#### DESCRIPTION OF THE TASK
Convert every line of the material below into a numbered list, omitting blank lines and leaving the pictures out.

Items from a labeling collection:
########################################

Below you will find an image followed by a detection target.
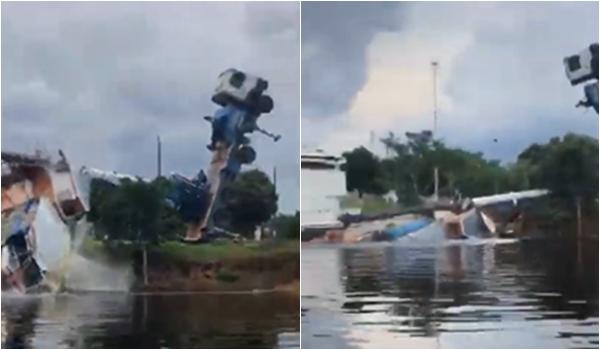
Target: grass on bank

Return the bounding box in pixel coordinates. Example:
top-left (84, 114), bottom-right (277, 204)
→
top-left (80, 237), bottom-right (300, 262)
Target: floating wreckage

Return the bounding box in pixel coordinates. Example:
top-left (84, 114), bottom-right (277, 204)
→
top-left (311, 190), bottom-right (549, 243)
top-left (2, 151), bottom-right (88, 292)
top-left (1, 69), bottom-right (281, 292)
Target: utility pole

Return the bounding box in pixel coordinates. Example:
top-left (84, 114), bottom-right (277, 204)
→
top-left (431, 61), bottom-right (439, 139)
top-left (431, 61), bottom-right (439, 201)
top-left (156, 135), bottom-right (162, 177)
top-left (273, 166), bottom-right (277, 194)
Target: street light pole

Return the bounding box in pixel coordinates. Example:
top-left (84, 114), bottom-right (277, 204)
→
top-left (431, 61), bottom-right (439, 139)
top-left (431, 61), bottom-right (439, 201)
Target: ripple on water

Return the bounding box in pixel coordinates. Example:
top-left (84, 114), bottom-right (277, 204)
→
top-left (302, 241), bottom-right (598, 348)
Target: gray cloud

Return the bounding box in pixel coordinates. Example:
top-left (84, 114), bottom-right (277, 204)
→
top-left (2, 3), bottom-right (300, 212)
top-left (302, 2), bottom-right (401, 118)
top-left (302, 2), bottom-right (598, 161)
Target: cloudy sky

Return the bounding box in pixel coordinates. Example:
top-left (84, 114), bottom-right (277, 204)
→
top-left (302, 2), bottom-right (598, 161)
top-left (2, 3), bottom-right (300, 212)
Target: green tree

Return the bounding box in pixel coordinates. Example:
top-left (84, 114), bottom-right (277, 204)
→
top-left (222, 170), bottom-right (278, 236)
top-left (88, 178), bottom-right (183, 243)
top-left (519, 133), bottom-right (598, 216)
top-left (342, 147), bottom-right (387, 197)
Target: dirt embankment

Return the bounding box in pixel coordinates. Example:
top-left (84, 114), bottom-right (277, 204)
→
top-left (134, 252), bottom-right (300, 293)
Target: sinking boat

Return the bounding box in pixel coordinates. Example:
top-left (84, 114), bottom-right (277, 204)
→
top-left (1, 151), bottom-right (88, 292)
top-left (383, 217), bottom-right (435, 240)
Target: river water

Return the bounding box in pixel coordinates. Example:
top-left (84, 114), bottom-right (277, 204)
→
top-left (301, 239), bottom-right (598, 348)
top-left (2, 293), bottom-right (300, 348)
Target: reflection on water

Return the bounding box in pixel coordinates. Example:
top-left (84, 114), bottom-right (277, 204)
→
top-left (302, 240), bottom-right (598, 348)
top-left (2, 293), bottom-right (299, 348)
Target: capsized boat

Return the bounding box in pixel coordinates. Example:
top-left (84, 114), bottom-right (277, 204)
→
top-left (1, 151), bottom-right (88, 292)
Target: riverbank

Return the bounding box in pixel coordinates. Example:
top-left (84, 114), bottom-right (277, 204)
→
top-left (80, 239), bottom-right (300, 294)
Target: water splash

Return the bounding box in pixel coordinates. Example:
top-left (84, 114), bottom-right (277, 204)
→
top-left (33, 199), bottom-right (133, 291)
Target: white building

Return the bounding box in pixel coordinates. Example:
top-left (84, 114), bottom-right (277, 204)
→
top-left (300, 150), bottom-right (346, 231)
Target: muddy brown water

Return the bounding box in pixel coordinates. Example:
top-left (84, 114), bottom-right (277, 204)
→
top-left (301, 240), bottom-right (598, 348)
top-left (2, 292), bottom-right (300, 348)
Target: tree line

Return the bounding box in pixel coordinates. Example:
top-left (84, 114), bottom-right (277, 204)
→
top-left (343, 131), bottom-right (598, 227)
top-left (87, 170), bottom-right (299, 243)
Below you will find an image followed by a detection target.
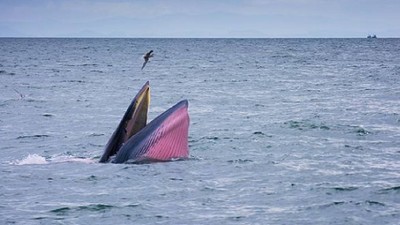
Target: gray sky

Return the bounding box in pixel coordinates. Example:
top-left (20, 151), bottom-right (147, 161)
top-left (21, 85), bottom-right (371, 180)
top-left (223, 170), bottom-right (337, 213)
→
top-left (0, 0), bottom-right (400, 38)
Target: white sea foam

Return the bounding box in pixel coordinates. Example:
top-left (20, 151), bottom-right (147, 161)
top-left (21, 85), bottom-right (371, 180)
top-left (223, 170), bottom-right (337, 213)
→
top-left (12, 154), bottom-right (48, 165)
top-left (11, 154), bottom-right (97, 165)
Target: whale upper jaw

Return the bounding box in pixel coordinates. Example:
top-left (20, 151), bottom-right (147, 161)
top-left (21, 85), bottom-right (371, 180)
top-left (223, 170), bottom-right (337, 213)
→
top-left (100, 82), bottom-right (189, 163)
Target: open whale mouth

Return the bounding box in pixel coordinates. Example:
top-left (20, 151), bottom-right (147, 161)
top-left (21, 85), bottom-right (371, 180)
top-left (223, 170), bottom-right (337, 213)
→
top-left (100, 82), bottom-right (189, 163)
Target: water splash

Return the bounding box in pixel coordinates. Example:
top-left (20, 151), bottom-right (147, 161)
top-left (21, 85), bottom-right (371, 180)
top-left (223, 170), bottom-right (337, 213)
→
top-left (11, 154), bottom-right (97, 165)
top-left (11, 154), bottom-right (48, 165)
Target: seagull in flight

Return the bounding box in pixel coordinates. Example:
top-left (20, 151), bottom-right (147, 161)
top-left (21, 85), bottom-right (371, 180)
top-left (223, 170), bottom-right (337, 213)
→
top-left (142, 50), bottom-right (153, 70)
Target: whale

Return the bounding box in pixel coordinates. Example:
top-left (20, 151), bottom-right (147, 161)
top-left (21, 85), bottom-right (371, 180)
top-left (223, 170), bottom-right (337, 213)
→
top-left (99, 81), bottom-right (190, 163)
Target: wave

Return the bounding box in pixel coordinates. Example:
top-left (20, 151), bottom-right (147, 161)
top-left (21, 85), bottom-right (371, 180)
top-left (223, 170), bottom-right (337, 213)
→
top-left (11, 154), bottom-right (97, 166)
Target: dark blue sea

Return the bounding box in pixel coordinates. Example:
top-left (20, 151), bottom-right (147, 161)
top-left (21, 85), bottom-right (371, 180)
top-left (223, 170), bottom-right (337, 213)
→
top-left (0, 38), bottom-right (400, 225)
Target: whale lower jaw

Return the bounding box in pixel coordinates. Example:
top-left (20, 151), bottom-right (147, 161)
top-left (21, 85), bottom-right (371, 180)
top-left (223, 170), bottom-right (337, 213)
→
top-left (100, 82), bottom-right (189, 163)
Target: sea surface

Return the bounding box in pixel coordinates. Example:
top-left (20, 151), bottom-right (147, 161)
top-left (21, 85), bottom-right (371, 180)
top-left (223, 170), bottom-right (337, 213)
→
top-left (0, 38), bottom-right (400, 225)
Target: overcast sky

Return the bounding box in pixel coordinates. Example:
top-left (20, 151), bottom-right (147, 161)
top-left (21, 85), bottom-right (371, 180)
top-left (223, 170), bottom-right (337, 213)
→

########################################

#### THE REPLY
1. Below you will find an image followed by a detection target.
2. Target: grass on bank
3. Return the bounding box in pixel coordinates. Example:
4. top-left (84, 114), bottom-right (277, 204)
5. →
6. top-left (80, 237), bottom-right (300, 262)
7. Target: floating wreckage
8. Return the bounding box in pixel coordinates. Example:
9. top-left (84, 114), bottom-right (277, 204)
10. →
11. top-left (311, 190), bottom-right (549, 243)
12. top-left (2, 151), bottom-right (88, 292)
13. top-left (1, 69), bottom-right (281, 292)
14. Target: utility pole
15. Return the bounding box in pixel coordinates. Example:
16. top-left (84, 114), bottom-right (277, 204)
17. →
18. top-left (431, 61), bottom-right (439, 139)
19. top-left (431, 61), bottom-right (439, 201)
20. top-left (156, 135), bottom-right (162, 177)
21. top-left (273, 166), bottom-right (277, 194)
22. Target: street light pole
23. Return the bounding box in pixel coordinates. Example:
24. top-left (84, 114), bottom-right (277, 204)
25. →
26. top-left (431, 61), bottom-right (439, 139)
27. top-left (431, 61), bottom-right (439, 201)
28. Target: ripple on water
29. Return the bounding box in pixel coordinates. Example:
30. top-left (84, 114), bottom-right (277, 204)
31. →
32. top-left (302, 241), bottom-right (598, 348)
33. Target: gray cloud
34. Return the bounding box in pixel coordinates. Example:
35. top-left (84, 114), bottom-right (277, 204)
36. →
37. top-left (2, 3), bottom-right (300, 212)
38. top-left (302, 2), bottom-right (401, 118)
39. top-left (302, 2), bottom-right (598, 161)
40. Target: cloudy sky
41. Return the bounding box in pixel coordinates. Example:
42. top-left (84, 114), bottom-right (277, 204)
43. →
44. top-left (302, 2), bottom-right (598, 161)
45. top-left (2, 3), bottom-right (300, 212)
46. Target: green tree
47. Return the bounding box in pixel coordinates. Example:
48. top-left (84, 114), bottom-right (277, 204)
49. →
50. top-left (222, 170), bottom-right (278, 236)
51. top-left (88, 178), bottom-right (183, 243)
52. top-left (519, 133), bottom-right (598, 216)
53. top-left (342, 147), bottom-right (387, 197)
54. Target: dirt embankment
55. Return the bounding box in pixel coordinates. Example:
56. top-left (84, 114), bottom-right (277, 204)
57. →
58. top-left (134, 252), bottom-right (300, 293)
59. Target: sinking boat
60. Return the bounding box in pixel coordinates. Example:
61. top-left (84, 114), bottom-right (277, 204)
62. →
63. top-left (1, 151), bottom-right (88, 292)
64. top-left (383, 217), bottom-right (435, 240)
65. Target: river water
66. Return the bounding box in pixel coordinates. Example:
67. top-left (84, 114), bottom-right (277, 204)
68. →
69. top-left (301, 239), bottom-right (598, 348)
70. top-left (2, 293), bottom-right (300, 348)
71. Target: reflection on water
72. Return the bounding box in pixel coordinates. Example:
73. top-left (84, 114), bottom-right (277, 204)
74. →
75. top-left (302, 240), bottom-right (598, 348)
76. top-left (2, 293), bottom-right (299, 348)
77. Target: capsized boat
78. Return the bounding box in pixel coordinates. Example:
79. top-left (84, 114), bottom-right (277, 204)
80. →
81. top-left (1, 151), bottom-right (88, 292)
82. Target: riverbank
83. Return the bounding box in pixel coordinates. Example:
84. top-left (84, 114), bottom-right (277, 204)
85. →
86. top-left (80, 239), bottom-right (300, 294)
87. Target: water splash
88. Return the bounding box in pixel coordinates. Example:
89. top-left (84, 114), bottom-right (277, 204)
90. →
91. top-left (33, 199), bottom-right (133, 291)
92. Target: white building
93. Return the bounding box in pixel coordinates. Example:
94. top-left (84, 114), bottom-right (277, 204)
95. →
96. top-left (300, 150), bottom-right (346, 231)
97. Target: muddy brown water
98. Return the bounding box in pixel coordinates. Example:
99. top-left (84, 114), bottom-right (277, 204)
100. →
101. top-left (301, 240), bottom-right (598, 348)
102. top-left (2, 292), bottom-right (300, 348)
103. Target: tree line
104. Return the bounding box in pixel coordinates. Example:
105. top-left (84, 114), bottom-right (277, 204)
106. →
107. top-left (343, 131), bottom-right (598, 227)
108. top-left (87, 170), bottom-right (299, 243)
109. Below you will find an image followed by a detection target.
110. Target: gray sky
111. Return the bounding box in pixel coordinates. Example:
112. top-left (20, 151), bottom-right (147, 161)
113. top-left (21, 85), bottom-right (371, 180)
114. top-left (223, 170), bottom-right (337, 213)
115. →
116. top-left (0, 0), bottom-right (400, 38)
117. Target: white sea foam
118. Return the bounding box in pixel coordinates. Example:
119. top-left (20, 151), bottom-right (147, 161)
120. top-left (21, 85), bottom-right (371, 180)
121. top-left (223, 170), bottom-right (337, 213)
122. →
123. top-left (12, 154), bottom-right (48, 165)
124. top-left (11, 154), bottom-right (97, 165)
125. Target: whale upper jaw
126. Return the bounding box in pixel coordinates. Example:
127. top-left (20, 151), bottom-right (147, 161)
128. top-left (21, 85), bottom-right (371, 180)
129. top-left (223, 170), bottom-right (337, 213)
130. →
131. top-left (100, 82), bottom-right (189, 163)
132. Target: open whale mouth
133. Return the bounding box in pixel coordinates. Example:
134. top-left (20, 151), bottom-right (147, 161)
135. top-left (21, 85), bottom-right (371, 180)
136. top-left (223, 170), bottom-right (337, 213)
137. →
138. top-left (100, 82), bottom-right (189, 163)
139. Target: water splash
140. Return the bounding box in pixel coordinates. Example:
141. top-left (20, 151), bottom-right (147, 161)
142. top-left (21, 85), bottom-right (371, 180)
143. top-left (223, 170), bottom-right (337, 213)
144. →
145. top-left (11, 154), bottom-right (97, 165)
146. top-left (11, 154), bottom-right (48, 165)
147. Target: seagull in flight
148. Return the bounding box in pixel coordinates. Example:
149. top-left (20, 151), bottom-right (147, 161)
150. top-left (21, 85), bottom-right (371, 180)
151. top-left (223, 170), bottom-right (337, 213)
152. →
153. top-left (142, 50), bottom-right (153, 70)
154. Target: whale
155. Return the bounding box in pixel coordinates. Example:
156. top-left (20, 151), bottom-right (147, 161)
157. top-left (21, 85), bottom-right (371, 180)
158. top-left (223, 170), bottom-right (337, 213)
159. →
160. top-left (99, 81), bottom-right (190, 163)
161. Target: wave
162. Return the bounding box in pixel coordinates. Example:
163. top-left (20, 151), bottom-right (147, 161)
164. top-left (21, 85), bottom-right (371, 180)
165. top-left (223, 170), bottom-right (337, 213)
166. →
167. top-left (11, 154), bottom-right (97, 166)
168. Target: dark blue sea
169. Return the bounding box in pixel coordinates. Example:
170. top-left (20, 151), bottom-right (147, 161)
171. top-left (21, 85), bottom-right (371, 180)
172. top-left (223, 170), bottom-right (337, 213)
173. →
174. top-left (0, 38), bottom-right (400, 225)
175. Target: whale lower jaw
176. Return the bounding box in pixel coordinates. Example:
177. top-left (20, 151), bottom-right (147, 161)
178. top-left (21, 85), bottom-right (371, 180)
179. top-left (223, 170), bottom-right (337, 213)
180. →
181. top-left (100, 82), bottom-right (189, 163)
182. Target: sea surface
183. Return the bounding box in pixel coordinates. Example:
184. top-left (20, 151), bottom-right (147, 161)
185. top-left (21, 85), bottom-right (371, 180)
186. top-left (223, 170), bottom-right (337, 213)
187. →
188. top-left (0, 38), bottom-right (400, 225)
189. Target: overcast sky
190. Return the bounding box in pixel coordinates. Example:
191. top-left (20, 151), bottom-right (147, 161)
192. top-left (21, 85), bottom-right (371, 180)
193. top-left (223, 170), bottom-right (337, 213)
194. →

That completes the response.